SELECTION:

Autocorrelation Reasons

The post is about autocorrelation Reasons that may occur in time series data. To learn and understand what is autocorrelation, see the post about Introduction to autocorrelation.

Autocorrelation Reasons

Autocorrelation Reasons

There are several reasons for Autocorrelation. Some of the most important autocorrelation reasons are:

i) Inertia

Inertia or sluggishness in economic time series is a great reason for autocorrelation. For example, GNP, production, price index, employment, and unemployment exhibit business cycles. Starting at the bottom of the recession, when the economic recovery starts, most of these series start moving upward. In this upswing, the value of a series at one point in time is greater than its previous values. These successive periods (observations) are likely to be interdependent.

ii) Omitted Variables Specification Bias

The residuals (which are proxies for $u_i$) may suggest that some variables that were originally candidates but were not included in the model (for a variety of reasons) should be included. This is the case of excluded variable specification bias. Often the inclusion of such variables may remove the correlation pattern observed among the residuals. For example, the model

$$Y_t = \beta_1 + \beta_2 X_{2t} + \beta_3 X_{3t} + \beta_4 X_{4t} + u_t,$$

is correct. However, running

$$Y_t=\beta_1 + \beta_2 X_{2t} + \beta_3X_{3t}+v_i,\quad \text{where $v_t=\beta_4X_{4t}+u_t$ },$$

the error or disturbance term will reflect a systematic pattern. Thus creating false autocorrelation, due to the exclusion of $X_{4t}$ variable from the model. The effect of $X_{4t}$ will be captured by the disturbances $v_t$.

PROMPT 1:
Name every economic time series that the autocorrelation text gives as an example of series that exhibit business cycles.
PROMPT 2:
Please extend the autocorrelation text with a few more paragraphs, picking up right after its last sentence.
The listing has nothing to do with this.

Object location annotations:
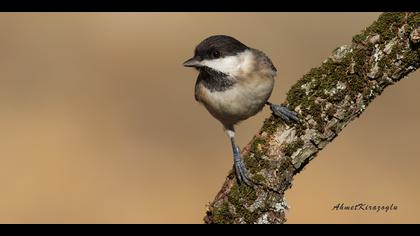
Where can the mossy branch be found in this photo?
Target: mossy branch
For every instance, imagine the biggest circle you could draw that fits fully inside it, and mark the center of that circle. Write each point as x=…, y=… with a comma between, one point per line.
x=327, y=99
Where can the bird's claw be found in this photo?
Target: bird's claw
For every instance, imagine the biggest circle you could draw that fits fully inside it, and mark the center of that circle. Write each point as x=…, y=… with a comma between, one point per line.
x=284, y=113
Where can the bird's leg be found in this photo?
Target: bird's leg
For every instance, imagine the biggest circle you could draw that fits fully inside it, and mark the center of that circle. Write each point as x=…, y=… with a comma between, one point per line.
x=283, y=112
x=240, y=169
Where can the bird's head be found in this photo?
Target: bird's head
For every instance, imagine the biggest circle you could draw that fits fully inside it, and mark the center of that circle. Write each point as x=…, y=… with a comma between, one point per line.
x=221, y=53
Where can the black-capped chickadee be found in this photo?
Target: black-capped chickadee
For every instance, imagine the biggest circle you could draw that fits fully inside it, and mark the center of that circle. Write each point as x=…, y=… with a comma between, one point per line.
x=234, y=83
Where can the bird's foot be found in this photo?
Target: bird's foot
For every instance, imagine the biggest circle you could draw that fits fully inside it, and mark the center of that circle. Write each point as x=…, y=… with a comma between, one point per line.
x=240, y=169
x=284, y=113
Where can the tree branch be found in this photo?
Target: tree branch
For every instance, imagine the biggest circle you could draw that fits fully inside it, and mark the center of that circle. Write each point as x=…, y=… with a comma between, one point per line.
x=327, y=99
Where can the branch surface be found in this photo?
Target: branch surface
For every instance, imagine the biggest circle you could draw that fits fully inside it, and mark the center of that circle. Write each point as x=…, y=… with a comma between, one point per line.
x=327, y=99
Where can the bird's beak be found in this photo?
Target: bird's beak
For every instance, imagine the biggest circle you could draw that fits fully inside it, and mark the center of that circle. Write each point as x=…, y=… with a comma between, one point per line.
x=193, y=62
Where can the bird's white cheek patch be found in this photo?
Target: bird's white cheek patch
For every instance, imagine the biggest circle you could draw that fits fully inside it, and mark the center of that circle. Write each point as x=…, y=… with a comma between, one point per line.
x=230, y=65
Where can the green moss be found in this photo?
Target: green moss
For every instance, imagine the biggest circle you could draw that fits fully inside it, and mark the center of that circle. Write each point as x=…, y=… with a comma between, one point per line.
x=386, y=26
x=412, y=57
x=270, y=125
x=258, y=178
x=240, y=196
x=414, y=20
x=222, y=215
x=290, y=148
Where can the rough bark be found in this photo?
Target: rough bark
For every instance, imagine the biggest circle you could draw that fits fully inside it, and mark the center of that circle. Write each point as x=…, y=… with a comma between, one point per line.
x=327, y=99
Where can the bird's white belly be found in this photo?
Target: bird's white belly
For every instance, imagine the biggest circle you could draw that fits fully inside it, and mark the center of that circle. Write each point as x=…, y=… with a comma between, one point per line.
x=239, y=102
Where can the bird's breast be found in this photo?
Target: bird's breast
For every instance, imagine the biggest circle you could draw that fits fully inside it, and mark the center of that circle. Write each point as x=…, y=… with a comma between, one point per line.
x=243, y=99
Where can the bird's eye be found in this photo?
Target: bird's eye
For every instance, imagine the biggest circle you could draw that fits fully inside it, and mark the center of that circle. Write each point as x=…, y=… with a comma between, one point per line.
x=216, y=54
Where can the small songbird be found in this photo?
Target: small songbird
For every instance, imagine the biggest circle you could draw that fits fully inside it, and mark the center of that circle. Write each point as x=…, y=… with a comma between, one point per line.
x=234, y=83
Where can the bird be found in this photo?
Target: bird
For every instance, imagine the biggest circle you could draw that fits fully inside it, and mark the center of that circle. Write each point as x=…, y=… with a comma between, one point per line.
x=234, y=83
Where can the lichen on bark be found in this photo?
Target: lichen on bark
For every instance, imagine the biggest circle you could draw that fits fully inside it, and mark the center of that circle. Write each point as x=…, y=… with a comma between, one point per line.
x=326, y=99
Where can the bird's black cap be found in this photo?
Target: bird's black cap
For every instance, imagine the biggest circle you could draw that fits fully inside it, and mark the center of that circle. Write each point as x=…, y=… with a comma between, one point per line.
x=218, y=46
x=214, y=47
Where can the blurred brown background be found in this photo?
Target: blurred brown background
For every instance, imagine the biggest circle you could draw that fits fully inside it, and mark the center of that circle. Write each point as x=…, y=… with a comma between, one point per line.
x=99, y=124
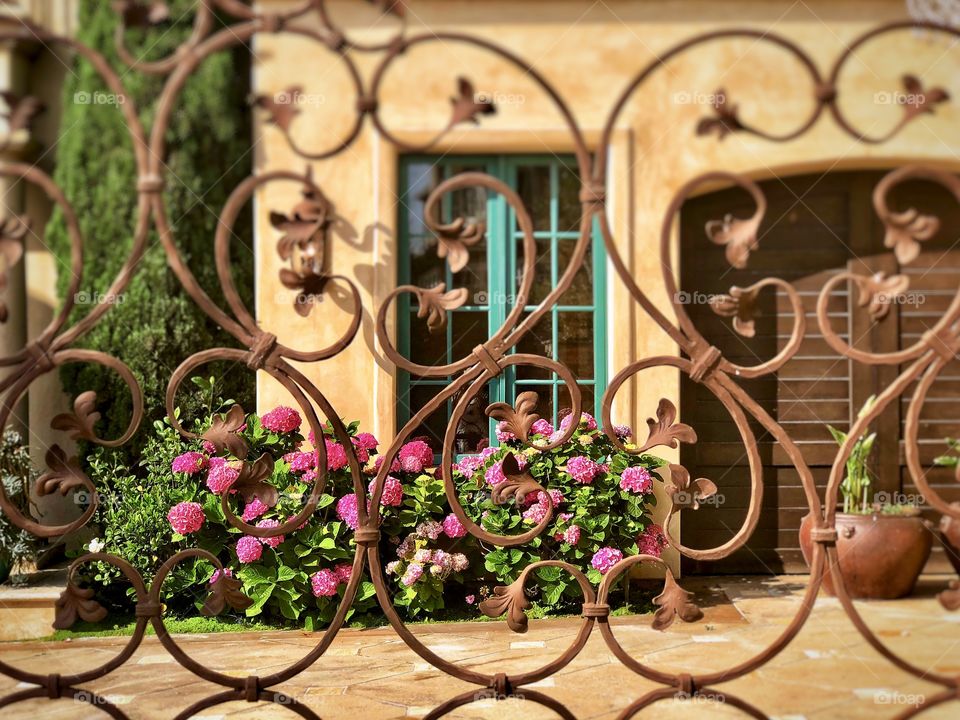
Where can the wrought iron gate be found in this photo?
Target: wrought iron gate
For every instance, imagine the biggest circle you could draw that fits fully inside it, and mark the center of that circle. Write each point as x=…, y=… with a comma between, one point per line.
x=702, y=362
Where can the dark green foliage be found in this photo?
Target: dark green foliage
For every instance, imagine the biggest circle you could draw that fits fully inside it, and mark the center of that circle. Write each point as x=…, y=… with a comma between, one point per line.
x=154, y=325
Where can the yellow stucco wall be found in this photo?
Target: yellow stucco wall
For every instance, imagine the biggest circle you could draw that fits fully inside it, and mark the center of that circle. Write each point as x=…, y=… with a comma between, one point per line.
x=589, y=51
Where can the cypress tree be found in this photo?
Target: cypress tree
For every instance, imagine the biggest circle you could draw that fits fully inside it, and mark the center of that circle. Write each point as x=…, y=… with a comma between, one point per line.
x=155, y=325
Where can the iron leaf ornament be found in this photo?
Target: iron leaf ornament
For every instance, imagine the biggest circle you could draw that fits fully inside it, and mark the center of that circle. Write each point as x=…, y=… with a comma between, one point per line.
x=906, y=230
x=518, y=483
x=63, y=475
x=737, y=237
x=518, y=418
x=251, y=482
x=725, y=120
x=224, y=433
x=468, y=105
x=878, y=292
x=740, y=304
x=80, y=422
x=225, y=591
x=509, y=600
x=665, y=430
x=674, y=602
x=76, y=603
x=435, y=302
x=686, y=493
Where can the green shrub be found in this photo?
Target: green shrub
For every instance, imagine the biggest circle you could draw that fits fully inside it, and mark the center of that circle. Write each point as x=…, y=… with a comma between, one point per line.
x=153, y=326
x=17, y=547
x=434, y=567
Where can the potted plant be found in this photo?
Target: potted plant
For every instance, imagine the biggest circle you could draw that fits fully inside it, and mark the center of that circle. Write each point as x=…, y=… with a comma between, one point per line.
x=881, y=547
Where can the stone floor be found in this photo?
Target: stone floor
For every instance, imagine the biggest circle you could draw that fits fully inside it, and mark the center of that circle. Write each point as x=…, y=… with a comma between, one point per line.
x=828, y=671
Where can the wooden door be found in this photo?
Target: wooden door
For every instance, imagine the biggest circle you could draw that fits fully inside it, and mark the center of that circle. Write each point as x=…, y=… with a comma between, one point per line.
x=815, y=227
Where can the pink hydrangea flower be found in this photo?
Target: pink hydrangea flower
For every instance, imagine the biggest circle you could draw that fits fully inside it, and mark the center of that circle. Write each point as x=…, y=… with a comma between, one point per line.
x=273, y=542
x=652, y=541
x=249, y=549
x=186, y=518
x=394, y=466
x=190, y=462
x=535, y=513
x=452, y=527
x=254, y=509
x=582, y=469
x=301, y=461
x=415, y=456
x=468, y=465
x=347, y=510
x=494, y=475
x=636, y=480
x=586, y=419
x=281, y=419
x=336, y=455
x=414, y=572
x=605, y=558
x=504, y=436
x=430, y=529
x=366, y=441
x=343, y=571
x=542, y=427
x=221, y=475
x=324, y=583
x=392, y=495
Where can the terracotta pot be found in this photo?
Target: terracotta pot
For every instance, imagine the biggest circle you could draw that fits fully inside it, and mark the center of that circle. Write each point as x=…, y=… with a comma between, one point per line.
x=881, y=556
x=950, y=535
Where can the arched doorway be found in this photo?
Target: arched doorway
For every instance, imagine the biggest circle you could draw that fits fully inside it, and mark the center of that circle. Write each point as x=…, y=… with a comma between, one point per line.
x=816, y=226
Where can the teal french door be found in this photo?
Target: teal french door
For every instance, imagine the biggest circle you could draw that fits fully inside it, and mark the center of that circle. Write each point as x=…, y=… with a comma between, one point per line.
x=574, y=332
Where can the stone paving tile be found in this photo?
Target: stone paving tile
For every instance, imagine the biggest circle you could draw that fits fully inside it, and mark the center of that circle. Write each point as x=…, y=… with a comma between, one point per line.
x=828, y=671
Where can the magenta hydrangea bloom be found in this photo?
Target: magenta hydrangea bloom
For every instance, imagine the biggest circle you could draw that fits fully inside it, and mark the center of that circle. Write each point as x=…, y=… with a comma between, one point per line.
x=301, y=461
x=221, y=475
x=452, y=527
x=336, y=455
x=254, y=509
x=637, y=480
x=186, y=518
x=504, y=436
x=415, y=456
x=190, y=462
x=652, y=541
x=542, y=427
x=582, y=469
x=468, y=465
x=324, y=583
x=249, y=549
x=343, y=571
x=347, y=510
x=366, y=441
x=273, y=542
x=494, y=475
x=605, y=558
x=281, y=419
x=414, y=572
x=392, y=495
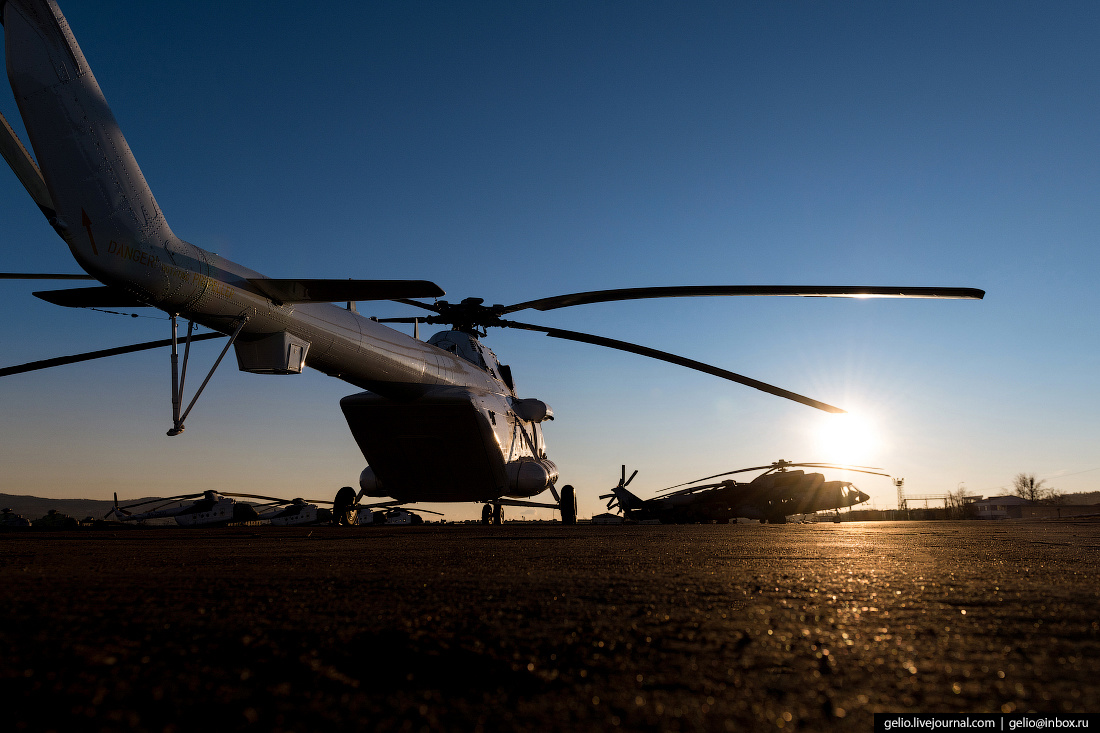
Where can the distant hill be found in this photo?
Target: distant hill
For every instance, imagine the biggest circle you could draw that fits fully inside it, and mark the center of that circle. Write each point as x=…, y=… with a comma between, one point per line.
x=32, y=507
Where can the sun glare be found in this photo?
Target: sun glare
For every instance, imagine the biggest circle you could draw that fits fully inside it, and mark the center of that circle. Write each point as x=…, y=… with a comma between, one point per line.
x=847, y=438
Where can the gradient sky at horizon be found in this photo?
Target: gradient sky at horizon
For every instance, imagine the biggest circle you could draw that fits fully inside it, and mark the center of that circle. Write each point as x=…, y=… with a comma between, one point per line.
x=513, y=151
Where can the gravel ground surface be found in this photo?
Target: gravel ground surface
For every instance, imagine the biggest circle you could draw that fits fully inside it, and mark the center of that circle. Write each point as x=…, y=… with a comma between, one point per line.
x=547, y=627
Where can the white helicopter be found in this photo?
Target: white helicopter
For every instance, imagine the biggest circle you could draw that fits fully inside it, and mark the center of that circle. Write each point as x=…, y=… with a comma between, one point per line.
x=440, y=420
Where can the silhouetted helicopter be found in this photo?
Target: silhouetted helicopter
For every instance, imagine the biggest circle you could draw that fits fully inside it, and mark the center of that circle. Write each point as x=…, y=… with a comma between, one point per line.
x=441, y=420
x=210, y=510
x=771, y=496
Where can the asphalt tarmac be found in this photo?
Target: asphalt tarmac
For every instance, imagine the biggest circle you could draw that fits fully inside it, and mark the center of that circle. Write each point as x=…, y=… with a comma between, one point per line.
x=546, y=627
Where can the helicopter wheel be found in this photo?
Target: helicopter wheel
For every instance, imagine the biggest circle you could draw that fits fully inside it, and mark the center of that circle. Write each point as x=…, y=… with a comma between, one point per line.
x=342, y=512
x=568, y=504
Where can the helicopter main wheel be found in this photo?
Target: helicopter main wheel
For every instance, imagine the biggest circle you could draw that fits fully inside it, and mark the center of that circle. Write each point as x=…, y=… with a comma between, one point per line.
x=568, y=504
x=342, y=512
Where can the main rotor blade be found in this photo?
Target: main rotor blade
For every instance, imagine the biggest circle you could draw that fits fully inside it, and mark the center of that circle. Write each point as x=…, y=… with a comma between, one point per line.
x=36, y=275
x=88, y=356
x=332, y=291
x=685, y=483
x=426, y=306
x=673, y=359
x=169, y=500
x=838, y=467
x=101, y=296
x=274, y=499
x=699, y=291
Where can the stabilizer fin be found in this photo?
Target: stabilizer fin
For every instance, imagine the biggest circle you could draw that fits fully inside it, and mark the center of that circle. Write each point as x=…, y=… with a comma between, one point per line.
x=334, y=291
x=90, y=297
x=24, y=167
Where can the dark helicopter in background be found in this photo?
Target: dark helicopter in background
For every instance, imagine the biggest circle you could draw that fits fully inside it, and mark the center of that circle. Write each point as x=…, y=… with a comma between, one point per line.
x=438, y=420
x=771, y=496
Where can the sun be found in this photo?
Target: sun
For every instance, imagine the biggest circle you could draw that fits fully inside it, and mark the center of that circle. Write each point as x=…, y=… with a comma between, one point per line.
x=848, y=438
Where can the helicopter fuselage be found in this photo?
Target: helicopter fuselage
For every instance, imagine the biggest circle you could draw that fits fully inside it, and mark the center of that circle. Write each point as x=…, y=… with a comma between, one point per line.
x=448, y=402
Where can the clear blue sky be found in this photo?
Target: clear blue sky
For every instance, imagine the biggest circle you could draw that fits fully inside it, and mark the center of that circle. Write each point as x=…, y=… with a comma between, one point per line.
x=519, y=150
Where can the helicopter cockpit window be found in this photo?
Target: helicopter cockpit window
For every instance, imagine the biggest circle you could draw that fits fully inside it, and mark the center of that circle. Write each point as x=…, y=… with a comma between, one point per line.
x=461, y=346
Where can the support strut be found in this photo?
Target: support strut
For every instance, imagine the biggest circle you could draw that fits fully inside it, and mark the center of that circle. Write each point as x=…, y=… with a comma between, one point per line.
x=178, y=378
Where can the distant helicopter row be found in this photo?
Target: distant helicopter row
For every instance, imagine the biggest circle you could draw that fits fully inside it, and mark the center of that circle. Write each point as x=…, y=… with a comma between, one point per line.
x=771, y=496
x=211, y=509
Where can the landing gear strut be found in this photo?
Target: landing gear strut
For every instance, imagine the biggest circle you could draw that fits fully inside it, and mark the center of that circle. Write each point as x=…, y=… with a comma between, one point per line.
x=568, y=504
x=343, y=512
x=492, y=514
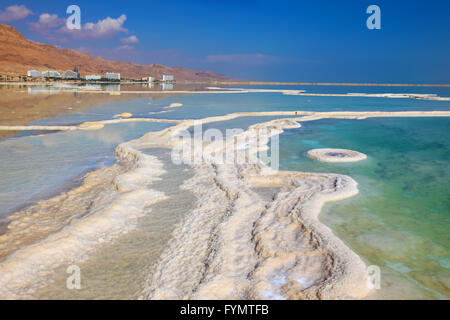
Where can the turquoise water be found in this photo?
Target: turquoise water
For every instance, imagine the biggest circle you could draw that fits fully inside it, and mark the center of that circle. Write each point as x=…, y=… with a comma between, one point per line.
x=400, y=221
x=35, y=167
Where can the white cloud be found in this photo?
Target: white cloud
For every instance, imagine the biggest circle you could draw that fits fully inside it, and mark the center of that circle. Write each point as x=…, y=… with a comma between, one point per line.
x=103, y=29
x=13, y=13
x=46, y=22
x=129, y=40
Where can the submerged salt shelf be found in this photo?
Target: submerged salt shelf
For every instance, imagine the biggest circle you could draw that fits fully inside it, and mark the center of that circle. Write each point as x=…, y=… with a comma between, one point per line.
x=147, y=277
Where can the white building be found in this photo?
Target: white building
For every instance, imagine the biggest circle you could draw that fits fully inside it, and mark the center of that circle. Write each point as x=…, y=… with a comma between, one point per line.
x=34, y=74
x=148, y=79
x=69, y=74
x=93, y=77
x=167, y=78
x=51, y=74
x=112, y=76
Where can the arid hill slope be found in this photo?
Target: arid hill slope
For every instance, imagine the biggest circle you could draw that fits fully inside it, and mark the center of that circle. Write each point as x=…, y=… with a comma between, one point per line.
x=17, y=55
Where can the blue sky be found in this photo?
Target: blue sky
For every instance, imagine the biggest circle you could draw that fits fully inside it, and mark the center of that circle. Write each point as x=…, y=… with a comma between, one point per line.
x=321, y=41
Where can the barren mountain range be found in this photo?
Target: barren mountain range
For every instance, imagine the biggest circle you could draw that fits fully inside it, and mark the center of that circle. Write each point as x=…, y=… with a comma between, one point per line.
x=17, y=55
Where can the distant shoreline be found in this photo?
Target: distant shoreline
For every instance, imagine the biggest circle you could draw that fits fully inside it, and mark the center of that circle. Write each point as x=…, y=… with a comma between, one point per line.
x=349, y=84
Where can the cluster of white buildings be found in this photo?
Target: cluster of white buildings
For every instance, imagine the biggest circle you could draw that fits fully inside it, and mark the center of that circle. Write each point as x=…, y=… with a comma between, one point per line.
x=51, y=74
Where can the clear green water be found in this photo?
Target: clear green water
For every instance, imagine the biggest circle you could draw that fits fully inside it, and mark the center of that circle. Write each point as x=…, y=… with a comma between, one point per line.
x=400, y=221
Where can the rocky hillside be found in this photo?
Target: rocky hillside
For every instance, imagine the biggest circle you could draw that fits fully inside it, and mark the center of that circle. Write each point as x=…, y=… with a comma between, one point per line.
x=17, y=55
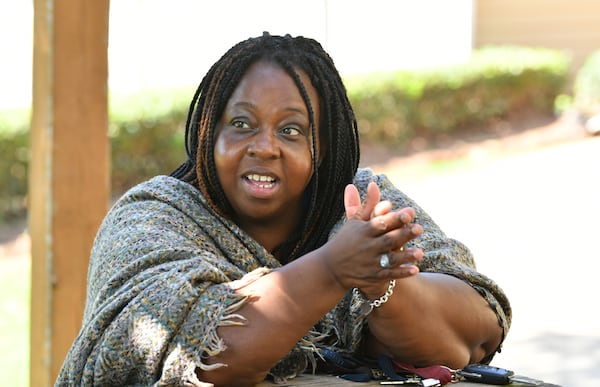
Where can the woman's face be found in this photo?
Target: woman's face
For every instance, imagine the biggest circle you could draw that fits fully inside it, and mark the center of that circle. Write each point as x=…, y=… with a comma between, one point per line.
x=263, y=148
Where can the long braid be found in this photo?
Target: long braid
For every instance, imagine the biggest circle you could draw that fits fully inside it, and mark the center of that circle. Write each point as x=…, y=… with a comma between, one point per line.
x=337, y=130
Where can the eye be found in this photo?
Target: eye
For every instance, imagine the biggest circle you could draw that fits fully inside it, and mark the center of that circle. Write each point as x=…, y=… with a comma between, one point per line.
x=291, y=131
x=241, y=124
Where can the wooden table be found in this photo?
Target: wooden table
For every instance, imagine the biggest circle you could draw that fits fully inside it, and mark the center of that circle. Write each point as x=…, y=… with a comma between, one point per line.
x=325, y=380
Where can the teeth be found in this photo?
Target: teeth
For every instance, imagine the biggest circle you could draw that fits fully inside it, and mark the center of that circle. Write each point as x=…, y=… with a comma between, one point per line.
x=260, y=178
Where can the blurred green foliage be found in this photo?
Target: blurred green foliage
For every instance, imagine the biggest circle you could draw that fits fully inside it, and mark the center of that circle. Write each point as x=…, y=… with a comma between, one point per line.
x=586, y=88
x=496, y=82
x=146, y=129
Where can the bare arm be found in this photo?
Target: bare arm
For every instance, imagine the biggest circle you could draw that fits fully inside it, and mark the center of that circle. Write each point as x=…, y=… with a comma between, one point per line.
x=288, y=302
x=434, y=319
x=430, y=319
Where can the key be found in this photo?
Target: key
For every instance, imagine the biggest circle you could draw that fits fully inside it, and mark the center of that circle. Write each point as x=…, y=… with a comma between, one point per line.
x=430, y=382
x=483, y=373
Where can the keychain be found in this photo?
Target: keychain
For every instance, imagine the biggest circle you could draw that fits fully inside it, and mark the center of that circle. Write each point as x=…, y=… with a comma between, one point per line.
x=482, y=373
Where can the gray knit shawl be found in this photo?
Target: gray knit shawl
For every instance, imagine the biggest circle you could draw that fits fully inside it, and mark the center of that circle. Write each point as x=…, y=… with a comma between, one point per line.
x=162, y=278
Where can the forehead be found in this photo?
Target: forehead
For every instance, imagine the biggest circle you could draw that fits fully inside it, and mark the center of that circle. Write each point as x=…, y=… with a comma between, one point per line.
x=265, y=77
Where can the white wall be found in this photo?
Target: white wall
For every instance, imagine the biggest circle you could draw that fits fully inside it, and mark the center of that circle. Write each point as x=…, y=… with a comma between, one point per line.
x=164, y=43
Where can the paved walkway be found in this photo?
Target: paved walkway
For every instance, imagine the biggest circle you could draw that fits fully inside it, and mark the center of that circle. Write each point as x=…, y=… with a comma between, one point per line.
x=532, y=222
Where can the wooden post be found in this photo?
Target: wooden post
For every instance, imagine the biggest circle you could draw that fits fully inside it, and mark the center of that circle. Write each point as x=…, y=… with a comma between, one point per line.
x=69, y=173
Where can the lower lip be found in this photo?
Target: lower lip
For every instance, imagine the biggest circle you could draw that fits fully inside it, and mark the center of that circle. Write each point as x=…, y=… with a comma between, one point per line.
x=259, y=190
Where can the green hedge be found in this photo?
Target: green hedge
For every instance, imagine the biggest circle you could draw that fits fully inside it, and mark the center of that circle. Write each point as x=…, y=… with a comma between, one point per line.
x=396, y=107
x=146, y=129
x=14, y=148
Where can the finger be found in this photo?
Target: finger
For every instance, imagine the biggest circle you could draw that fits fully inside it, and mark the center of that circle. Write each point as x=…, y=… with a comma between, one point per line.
x=382, y=208
x=351, y=200
x=405, y=256
x=371, y=201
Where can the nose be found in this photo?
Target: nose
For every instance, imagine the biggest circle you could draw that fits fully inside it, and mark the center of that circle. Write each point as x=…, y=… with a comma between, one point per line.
x=264, y=145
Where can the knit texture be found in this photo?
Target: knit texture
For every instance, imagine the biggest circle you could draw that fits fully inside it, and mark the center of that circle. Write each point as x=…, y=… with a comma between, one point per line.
x=162, y=278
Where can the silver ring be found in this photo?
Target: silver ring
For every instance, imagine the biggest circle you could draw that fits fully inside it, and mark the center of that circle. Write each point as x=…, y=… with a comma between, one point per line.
x=384, y=261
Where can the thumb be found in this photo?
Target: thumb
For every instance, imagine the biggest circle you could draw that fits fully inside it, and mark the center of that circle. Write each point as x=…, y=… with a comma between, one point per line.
x=351, y=200
x=353, y=205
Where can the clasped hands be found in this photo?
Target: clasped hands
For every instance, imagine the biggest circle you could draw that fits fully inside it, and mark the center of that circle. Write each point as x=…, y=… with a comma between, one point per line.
x=372, y=230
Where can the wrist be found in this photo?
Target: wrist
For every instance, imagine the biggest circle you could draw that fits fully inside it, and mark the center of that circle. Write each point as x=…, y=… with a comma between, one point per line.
x=376, y=303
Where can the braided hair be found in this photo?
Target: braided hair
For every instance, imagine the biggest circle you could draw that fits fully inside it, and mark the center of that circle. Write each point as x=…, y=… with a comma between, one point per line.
x=337, y=129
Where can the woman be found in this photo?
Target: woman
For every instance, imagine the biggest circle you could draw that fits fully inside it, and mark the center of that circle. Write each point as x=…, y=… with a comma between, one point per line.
x=269, y=244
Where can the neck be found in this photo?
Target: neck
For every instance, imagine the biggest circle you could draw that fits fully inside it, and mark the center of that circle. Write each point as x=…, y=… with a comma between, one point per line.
x=273, y=233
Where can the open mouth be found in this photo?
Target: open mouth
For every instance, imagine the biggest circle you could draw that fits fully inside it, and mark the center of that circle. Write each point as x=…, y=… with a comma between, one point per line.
x=261, y=181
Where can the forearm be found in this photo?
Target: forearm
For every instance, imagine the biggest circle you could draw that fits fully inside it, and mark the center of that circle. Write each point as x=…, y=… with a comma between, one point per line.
x=283, y=306
x=434, y=319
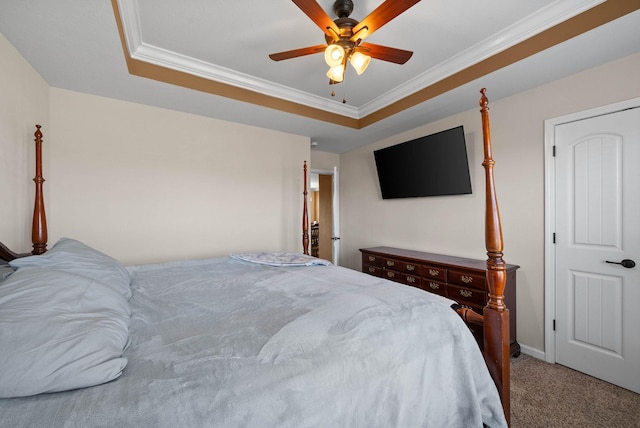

EXERCISE RESULT 1:
GNP, production, price index, employment, unemployment

EXERCISE RESULT 2:
iii) Model Specification: Incorrect Functional Form

Autocorrelation can also occur due to the miss-specification of the model. Suppose that $Y_t$ is connected to $X_{2t}$ with a quadratic relation

$$Y_t=\beta_1 + \beta_2 X_{2t}^2+u_t,$$

but we wrongly estimate a straight line relationship ($Y_t=\beta_1 + \beta_2X_{2t}+u_t$). In this case, the error term obtained from the straight line specification will depend on $X_{2t}^2$. If $X_{2t}$ is increasing/decreasing over time, $u_t$ will also be increasing or decreasing over time. Therefore, an Incorrect Functional Form is also another important reason for autocorrelation.

iv) Effect of Cobweb Phenomenon

The quantity supplied in the period $t$ of many agricultural commodities depends on their price in period $t-1$. This is called the Cobweb phenomenon. This is because the decision to plant a crop in a period of $t$ is influenced by the price of the commodity in that period. However, the actual supply of the commodity is available in the period $t+1$.

\begin{align*}
QS_{t+1} &= \alpha + \beta P_t + \varepsilon_{t+1}\\
\text{or }\quad QS_t &= \alpha + \beta P_{t-1} + \varepsilon_t
\end{align*}

This supply model indicates that if the price in period $t$ is higher, the farmer will decide to produce more in the period $t+1$. Because of increased supply in period $t+1$, $P_{t+1}$ will be lower than $P_t$. As a result of lower price in period $t+1$, the farmer will produce less in period $t+2$ than they did in period $t+1$. Thus disturbances in the case of the Cobweb phenomenon are not expected to be random, rather, they will exhibit a systematic pattern and thus cause a problem of autocorrelation.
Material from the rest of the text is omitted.